--- begin Extract ---

Culture wars

The Jeremiahs of cultural decline are self-serving and wrong
October 19, 2000

Late last summer, I was invited to a Society of Bookmen dinner, a dusty gathering of largely veteran publishers, agents and booksellers who meet once a month at the elegantly dishevelled Savile Club. John Tusa was the guest speaker that evening, and his performance was melancholy. Here was a man who had made a career in several great cultural institutions but on whom a sad twilight was settling-a man out of time. He lamented the impoverishment of Britain's arts; the disappearance of anything like a common culture; and the triumph of a crude relativism, in which all cultural works were "equally valid." I couldn't help feeling that I'd heard it all before, that I was listening to the late-middle-aged voice of the post-war elite who had done well out of subsidy but who were struggling to adapt to a more complex and diffuse cultural climate.

Tusa, like his friend and fellow public pontificate, John Drummond, is an unashamed paternalist: he believes in the supremely civilising qualities of great art and in the government's duty to provide large-scale state funding, even for those performance arts enjoyed by only a tiny (and often wealthy) minority. It hardly needs saying that Tusa despises the Blair government-again in common with his old pal Drummond, and also with George Walden, the disaffected former Tory MP who has just published The New Elites: Making a Career in the Masses (Penguin Press), an eccentric diatribe against contemporary populism.

--- end Extract ---
--- begin Excerpted records ---

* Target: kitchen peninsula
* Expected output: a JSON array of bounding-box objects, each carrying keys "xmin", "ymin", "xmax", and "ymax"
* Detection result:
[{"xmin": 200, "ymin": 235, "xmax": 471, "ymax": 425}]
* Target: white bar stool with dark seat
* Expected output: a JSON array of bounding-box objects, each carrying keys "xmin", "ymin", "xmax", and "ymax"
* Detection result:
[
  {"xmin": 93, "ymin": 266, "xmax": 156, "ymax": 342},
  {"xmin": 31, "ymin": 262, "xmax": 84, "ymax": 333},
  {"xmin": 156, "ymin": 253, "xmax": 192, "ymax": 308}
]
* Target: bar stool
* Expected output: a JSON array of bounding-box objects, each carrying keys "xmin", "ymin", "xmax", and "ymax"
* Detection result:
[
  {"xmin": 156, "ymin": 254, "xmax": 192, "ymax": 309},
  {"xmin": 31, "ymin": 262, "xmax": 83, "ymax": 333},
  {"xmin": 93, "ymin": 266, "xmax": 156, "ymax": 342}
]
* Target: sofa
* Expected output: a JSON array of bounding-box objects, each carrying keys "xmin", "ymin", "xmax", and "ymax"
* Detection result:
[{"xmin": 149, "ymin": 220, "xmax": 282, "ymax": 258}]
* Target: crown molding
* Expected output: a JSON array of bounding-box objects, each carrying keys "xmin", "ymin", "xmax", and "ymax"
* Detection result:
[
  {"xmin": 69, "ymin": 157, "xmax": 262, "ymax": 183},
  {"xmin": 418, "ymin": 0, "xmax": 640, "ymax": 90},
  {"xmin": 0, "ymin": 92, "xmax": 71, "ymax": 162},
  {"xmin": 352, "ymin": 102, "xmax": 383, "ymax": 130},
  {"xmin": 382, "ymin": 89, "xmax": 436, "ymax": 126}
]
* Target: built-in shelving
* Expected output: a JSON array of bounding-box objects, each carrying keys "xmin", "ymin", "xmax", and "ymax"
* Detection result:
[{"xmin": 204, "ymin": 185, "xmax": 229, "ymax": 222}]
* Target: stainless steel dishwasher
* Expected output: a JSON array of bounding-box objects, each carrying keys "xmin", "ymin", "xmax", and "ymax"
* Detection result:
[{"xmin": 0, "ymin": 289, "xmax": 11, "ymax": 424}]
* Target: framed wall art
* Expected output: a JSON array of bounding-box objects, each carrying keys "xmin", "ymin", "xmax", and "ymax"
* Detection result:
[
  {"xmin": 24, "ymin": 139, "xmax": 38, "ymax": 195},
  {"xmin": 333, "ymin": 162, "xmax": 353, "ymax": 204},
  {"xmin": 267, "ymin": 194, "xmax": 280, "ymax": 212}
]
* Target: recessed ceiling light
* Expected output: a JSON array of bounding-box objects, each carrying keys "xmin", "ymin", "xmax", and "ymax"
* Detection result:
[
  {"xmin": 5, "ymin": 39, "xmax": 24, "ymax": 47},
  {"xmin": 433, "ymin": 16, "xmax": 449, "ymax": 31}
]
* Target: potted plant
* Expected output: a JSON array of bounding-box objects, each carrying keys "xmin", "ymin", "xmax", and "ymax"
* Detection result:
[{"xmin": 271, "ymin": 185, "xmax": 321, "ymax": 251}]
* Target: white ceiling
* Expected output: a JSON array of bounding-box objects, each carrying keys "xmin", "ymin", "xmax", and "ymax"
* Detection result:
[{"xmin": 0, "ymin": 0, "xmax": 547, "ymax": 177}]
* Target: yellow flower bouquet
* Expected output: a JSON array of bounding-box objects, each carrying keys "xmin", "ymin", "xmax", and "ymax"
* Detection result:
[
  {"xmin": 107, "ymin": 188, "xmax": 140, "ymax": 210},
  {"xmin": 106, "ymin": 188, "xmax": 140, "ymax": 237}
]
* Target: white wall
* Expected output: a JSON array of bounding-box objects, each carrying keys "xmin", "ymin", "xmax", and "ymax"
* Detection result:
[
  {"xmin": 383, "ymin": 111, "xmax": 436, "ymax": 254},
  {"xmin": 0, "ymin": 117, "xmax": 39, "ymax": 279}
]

--- end Excerpted records ---

▶ Prompt
Reproduce the part of the culture wars essay above, starting with "Tusa, like his" and going on through "against contemporary populism.".

▶ Exercise output
Tusa, like his friend and fellow public pontificate, John Drummond, is an unashamed paternalist: he believes in the supremely civilising qualities of great art and in the government's duty to provide large-scale state funding, even for those performance arts enjoyed by only a tiny (and often wealthy) minority. It hardly needs saying that Tusa despises the Blair government-again in common with his old pal Drummond, and also with George Walden, the disaffected former Tory MP who has just published The New Elites: Making a Career in the Masses (Penguin Press), an eccentric diatribe against contemporary populism.